#### Fragmento de origen

Ni sus percepciones ni sus instintos le dirán cómo hacer fuego,
cómo tejer una tela, cómo fabricar instrumentos, cómo construir
una rueda, cómo hacer un aeroplano, cómo ejecutar una apendicectomía,
cómo producir una lámpara incandescente o un bulbo electrónico o
un ciclotrón o una caja de cerillos. Y, sin embargo, su vida depende
de estos conocimientos y sólo un acto volitivo de su conciencia,
un proceso de pensamiento, puede proporcionárselos.
Un proceso de pensamiento es un proceso enormemente complejo de
identificación y de integración que sólo una mente individual puede
realizar. No existe algo así como un cerebro colectivo. Los hombres
pueden aprender unos de otros; pero el aprendizaje requiere un proceso
de pensamiento de parte de cada aprendiz individual. Los hombres
pueden cooperar en el descubrimiento de nuevos conocimientos; pero
esta cooperación requiere el ejercicio independiente, por cada científico
individual, de sus facultades racionales. Los hombres constituyen
la única especie viviente que puede trasmitir y difundir su acerbo
de conocimientos de generación en generación; pero esta transmisión
requiere un proceso de pensamiento de parte de cada uno de los individuos
que la reciben. Pruebas de esto son la decadencia de las civilizaciones
y las épocas tenebrosas de la historia del progreso humano, cuando
los conocimientos acumulados por siglos se esfumaron de las vidas
de hombres que no supieron o no quisieron o a quienes no les fue
permitido pensar.
Para sustentar su vida cada especie viviente tiene que seguir cierto
curso de acción requerido por su naturaleza. La acción requerida
para sustentar la vida humana es, primordialmente, intelectual.
Todo lo que el hombre necesita tiene que ser descubierto por su
mente y producido por su esfuerzo. La producción es la aplicación
de la razón al problema de la supervivencia.
Si algunos hombres optan por no pensar, sólo pueden sobrevivir imitando
y repitiendo por rutina un plan de trabajo descubierto por otros;
pero estos otros tuvieron que descubrirlo o ninguno habría sobrevivido.
Si algunos hombres optan por no trabajar, sólo pueden sobrevivir,
temporalmente, apoderándose de los bienes producidos por otros;
pero estos otros tuvieron que producir esos bienes o ninguno habría
sobrevivido. Cualquiera que sea la elección que a este respecto
haga cada individuo o cada grupo de individuos, cualquiera que sea
la ceguera, la irracionalidad o la perversidad del camino que elijan,
siempre seguirá siendo cierto que la razón es el medio humano de
supervivencia y que los hombres prosperan o fracasan, sobreviven
o perecen en la medida de su racionalidad.
Como el conocimiento, el pensamiento y la acción racional son propiedades
del individuo; como la elección de ejercitar o no ejercitar su facultad
racional depende del individuo, la supervivencia del hombre requiere
que los que piensan estén libres de interferencias de los que no
piensan. Como los hombres no son omniscientes ni infalibles, deben
ser libres de asentir o disentir, de cooperar con otros o seguir
cada uno su propio camino, de acuerdo con su propio juicio racional.

########
#### Listado de datos

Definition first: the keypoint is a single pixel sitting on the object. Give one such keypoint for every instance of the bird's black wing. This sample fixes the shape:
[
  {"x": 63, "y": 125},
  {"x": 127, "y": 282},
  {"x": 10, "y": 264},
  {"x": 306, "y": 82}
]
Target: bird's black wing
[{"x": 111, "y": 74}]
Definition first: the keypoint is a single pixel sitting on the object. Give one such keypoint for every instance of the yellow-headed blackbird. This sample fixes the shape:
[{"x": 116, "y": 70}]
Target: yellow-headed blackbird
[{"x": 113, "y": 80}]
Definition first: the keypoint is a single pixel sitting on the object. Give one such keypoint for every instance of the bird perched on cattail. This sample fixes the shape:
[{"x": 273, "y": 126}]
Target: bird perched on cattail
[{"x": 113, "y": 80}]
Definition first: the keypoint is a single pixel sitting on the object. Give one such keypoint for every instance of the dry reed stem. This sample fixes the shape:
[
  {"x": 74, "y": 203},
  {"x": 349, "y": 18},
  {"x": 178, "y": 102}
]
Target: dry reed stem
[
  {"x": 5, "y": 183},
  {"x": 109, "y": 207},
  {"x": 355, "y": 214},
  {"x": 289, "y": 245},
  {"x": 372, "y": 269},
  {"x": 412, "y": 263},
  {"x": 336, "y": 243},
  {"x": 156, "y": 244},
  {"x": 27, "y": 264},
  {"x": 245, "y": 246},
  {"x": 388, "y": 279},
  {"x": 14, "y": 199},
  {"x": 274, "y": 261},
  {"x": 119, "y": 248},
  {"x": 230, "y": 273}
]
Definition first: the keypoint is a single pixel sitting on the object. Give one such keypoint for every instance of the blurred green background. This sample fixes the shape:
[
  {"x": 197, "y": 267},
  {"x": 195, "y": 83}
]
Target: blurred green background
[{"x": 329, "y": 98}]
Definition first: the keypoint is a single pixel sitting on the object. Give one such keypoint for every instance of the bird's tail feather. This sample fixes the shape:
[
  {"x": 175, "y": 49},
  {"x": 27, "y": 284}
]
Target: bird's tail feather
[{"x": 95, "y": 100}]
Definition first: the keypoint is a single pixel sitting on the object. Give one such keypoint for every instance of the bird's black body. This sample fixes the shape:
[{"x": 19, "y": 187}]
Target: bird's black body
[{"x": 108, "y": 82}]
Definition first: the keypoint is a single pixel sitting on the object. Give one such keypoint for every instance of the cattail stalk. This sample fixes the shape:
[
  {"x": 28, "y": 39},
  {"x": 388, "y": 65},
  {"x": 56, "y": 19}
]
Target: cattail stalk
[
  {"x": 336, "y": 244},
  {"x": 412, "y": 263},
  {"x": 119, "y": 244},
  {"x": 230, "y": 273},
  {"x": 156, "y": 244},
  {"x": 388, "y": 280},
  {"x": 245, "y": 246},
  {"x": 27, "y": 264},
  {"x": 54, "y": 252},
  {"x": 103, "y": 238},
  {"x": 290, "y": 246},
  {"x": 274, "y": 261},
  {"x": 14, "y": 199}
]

########

Retos:
1. Vuelve a escribir todo lo que va en el fragmento desde "Para sustentar su" hasta "es, primordialmente, intelectual.", sin cambiar nada.
2. Según el fragmento, ¿qué es la producción?
Este material va aparte y no tiene que ver con el fragmento.

Soluciones:
1.
Para sustentar su vida cada especie viviente tiene que seguir cierto
curso de acción requerido por su naturaleza. La acción requerida
para sustentar la vida humana es, primordialmente, intelectual.

2. La aplicación de la razón al problema de la supervivencia.